:: TASK DETAILS ::
Rewrite the lines below, putting "coarse mask" in place of every occurrence of "rough mask" and leaving all other text as it stands.
*** Opening of DATA IN THIS EXERCISE ***
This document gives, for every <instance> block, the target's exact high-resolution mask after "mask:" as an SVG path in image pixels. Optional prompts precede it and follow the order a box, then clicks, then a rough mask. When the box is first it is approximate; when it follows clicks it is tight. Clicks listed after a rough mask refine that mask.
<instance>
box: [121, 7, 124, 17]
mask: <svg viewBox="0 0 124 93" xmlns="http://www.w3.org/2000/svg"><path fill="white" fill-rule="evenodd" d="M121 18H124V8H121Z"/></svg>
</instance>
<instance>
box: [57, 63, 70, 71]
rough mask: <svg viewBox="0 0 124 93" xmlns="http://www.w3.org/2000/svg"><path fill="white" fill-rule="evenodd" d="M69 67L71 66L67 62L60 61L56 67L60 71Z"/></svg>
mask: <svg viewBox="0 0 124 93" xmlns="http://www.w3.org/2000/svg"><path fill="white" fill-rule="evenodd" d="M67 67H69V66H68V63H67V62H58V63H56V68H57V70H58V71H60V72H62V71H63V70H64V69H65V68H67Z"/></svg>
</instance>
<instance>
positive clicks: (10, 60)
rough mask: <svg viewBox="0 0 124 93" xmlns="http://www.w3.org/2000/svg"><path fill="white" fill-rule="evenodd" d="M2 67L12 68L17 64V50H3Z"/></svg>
*** Close of DATA IN THIS EXERCISE ***
:: ANSWER TO THE EXERCISE ::
This document gives, for every <instance> block, the target's exact high-resolution mask after "mask:" as an SVG path in image pixels. Optional prompts precede it and follow the order a box, then clicks, then a coarse mask. When the box is first it is approximate; when it follows clicks it is tight. Clicks listed after a coarse mask refine that mask.
<instance>
box: [121, 7, 124, 17]
mask: <svg viewBox="0 0 124 93" xmlns="http://www.w3.org/2000/svg"><path fill="white" fill-rule="evenodd" d="M121 18H124V8H121Z"/></svg>
</instance>
<instance>
box: [57, 63, 70, 71]
coarse mask: <svg viewBox="0 0 124 93" xmlns="http://www.w3.org/2000/svg"><path fill="white" fill-rule="evenodd" d="M69 67L71 66L67 62L60 61L56 67L60 71Z"/></svg>
mask: <svg viewBox="0 0 124 93" xmlns="http://www.w3.org/2000/svg"><path fill="white" fill-rule="evenodd" d="M67 67H69V66H68V63H67V62H58V63H56V68H57V70H58V71H60V72H62V71H63V70H64V69H65V68H67Z"/></svg>
</instance>
<instance>
positive clicks: (10, 60)
coarse mask: <svg viewBox="0 0 124 93" xmlns="http://www.w3.org/2000/svg"><path fill="white" fill-rule="evenodd" d="M2 67L12 68L17 64V50H3Z"/></svg>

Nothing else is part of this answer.